* _PROBLEM TO SOLVE_
Present the lines below as a Markdown table with two columns, Row and Line. Give each nonblank line its own numbered row, and leave the blank lines out.

Bounding-box records
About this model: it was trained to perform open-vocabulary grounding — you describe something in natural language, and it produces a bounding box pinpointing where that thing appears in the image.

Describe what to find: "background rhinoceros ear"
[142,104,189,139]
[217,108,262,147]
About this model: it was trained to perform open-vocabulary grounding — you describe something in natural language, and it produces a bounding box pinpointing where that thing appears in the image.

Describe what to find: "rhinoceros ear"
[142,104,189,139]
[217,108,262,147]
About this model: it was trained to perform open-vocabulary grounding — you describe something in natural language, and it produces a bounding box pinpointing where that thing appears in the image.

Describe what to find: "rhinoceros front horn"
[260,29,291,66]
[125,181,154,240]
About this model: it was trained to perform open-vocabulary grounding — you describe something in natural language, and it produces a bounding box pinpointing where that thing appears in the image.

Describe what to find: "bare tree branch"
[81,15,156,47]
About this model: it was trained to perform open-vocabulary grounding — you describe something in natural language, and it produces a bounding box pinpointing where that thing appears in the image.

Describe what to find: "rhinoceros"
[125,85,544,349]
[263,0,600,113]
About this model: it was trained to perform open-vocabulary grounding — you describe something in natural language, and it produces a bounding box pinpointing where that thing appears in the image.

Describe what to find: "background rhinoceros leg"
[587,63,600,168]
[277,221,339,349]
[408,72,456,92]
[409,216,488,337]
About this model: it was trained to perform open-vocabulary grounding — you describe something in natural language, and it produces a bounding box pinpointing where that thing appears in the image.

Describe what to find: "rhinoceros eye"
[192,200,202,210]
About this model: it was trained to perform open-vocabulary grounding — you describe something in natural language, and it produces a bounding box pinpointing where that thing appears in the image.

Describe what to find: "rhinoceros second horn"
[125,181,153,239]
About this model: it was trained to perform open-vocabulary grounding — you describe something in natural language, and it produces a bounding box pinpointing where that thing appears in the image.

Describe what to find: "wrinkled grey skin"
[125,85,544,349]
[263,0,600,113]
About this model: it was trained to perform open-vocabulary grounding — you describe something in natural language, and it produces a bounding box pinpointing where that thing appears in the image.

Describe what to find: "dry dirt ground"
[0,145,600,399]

* _THE REPLY_
| Row | Line |
|---|---|
| 1 | About this model: it was trained to perform open-vocabulary grounding — you describe something in natural language, and it produces a bounding box pinpointing where that thing appears in the image. |
| 2 | Describe what to find: "background rhinoceros ear" |
| 3 | [142,104,189,139] |
| 4 | [217,108,262,147] |
| 5 | About this model: it was trained to perform open-vocabulary grounding — you describe something in natural language, and it produces a bounding box pinpointing where that thing appears in the image. |
| 6 | Describe what to find: "rhinoceros ear" |
| 7 | [142,104,189,139] |
| 8 | [217,108,262,147] |
| 9 | About this model: it was trained to perform open-vocabulary grounding — you describe something in natural language, and it produces a bounding box pinpointing where that thing appears in the image. |
| 10 | Describe what to find: "rhinoceros front horn" |
| 11 | [260,29,291,66] |
| 12 | [125,181,154,240] |
| 13 | About this model: it was trained to perform open-vocabulary grounding — you describe something in natural language, and it produces a bounding box pinpointing where that thing appears in the image. |
| 14 | Describe what to find: "bare tree branch" |
| 15 | [81,15,156,47] |
| 16 | About this model: it was trained to perform open-vocabulary grounding — you describe something in natural language, and it produces a bounding box pinpointing where that thing appears in the image. |
| 17 | Describe what to find: "rhinoceros" |
| 18 | [125,85,544,349] |
| 19 | [263,0,600,113] |
| 20 | About this model: it was trained to perform open-vocabulary grounding — you describe something in natural language, and it produces a bounding box pinpointing where that thing appears in the image. |
| 21 | Describe what to find: "background rhinoceros leg" |
| 22 | [587,63,600,168] |
| 23 | [277,221,339,349] |
| 24 | [408,72,456,92] |
| 25 | [409,216,488,337] |
| 26 | About this model: it was trained to perform open-vocabulary grounding — you describe something in natural language, and it produces a bounding box pinpointing where that thing appears in the image. |
| 27 | Describe what to find: "rhinoceros eye" |
| 28 | [192,200,202,210] |
| 29 | About this model: it was trained to perform open-vocabulary grounding — you describe something in natural language, and it produces a bounding box pinpointing where that thing appears in the image. |
| 30 | Describe what to find: "rhinoceros second horn" |
| 31 | [125,181,153,239] |
| 32 | About this model: it was trained to perform open-vocabulary grounding — you describe something in natural language, and it produces a bounding box pinpointing where that thing appears in the image. |
| 33 | Describe what to find: "wrinkled grey skin" |
| 34 | [125,85,544,349] |
| 35 | [263,0,600,113] |
| 36 | About this model: it was trained to perform open-vocabulary grounding — you describe something in natural language, and it produces a bounding box pinpointing where that thing appears in the image. |
| 37 | Describe what to find: "dry dirt ground" |
| 38 | [0,145,600,399] |